* RECORDS FOR THIS EXERCISE *
--------------------------------

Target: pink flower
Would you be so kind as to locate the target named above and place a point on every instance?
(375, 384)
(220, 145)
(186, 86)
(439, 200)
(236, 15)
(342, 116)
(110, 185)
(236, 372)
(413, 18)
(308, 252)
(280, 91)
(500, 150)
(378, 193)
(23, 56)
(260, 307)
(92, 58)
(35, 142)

--------------------------------

* PROBLEM REQUIREMENTS *
Write out every line of the listing above as a JSON list of strings, one string per line, with blank lines omitted.

* WRITTEN SOLUTION *
[
  "Target: pink flower",
  "Would you be so kind as to locate the target named above and place a point on every instance?",
  "(375, 384)",
  "(220, 145)",
  "(186, 86)",
  "(439, 200)",
  "(236, 15)",
  "(342, 116)",
  "(110, 185)",
  "(236, 372)",
  "(413, 18)",
  "(308, 252)",
  "(280, 91)",
  "(500, 150)",
  "(378, 193)",
  "(23, 56)",
  "(260, 307)",
  "(92, 58)",
  "(35, 142)"
]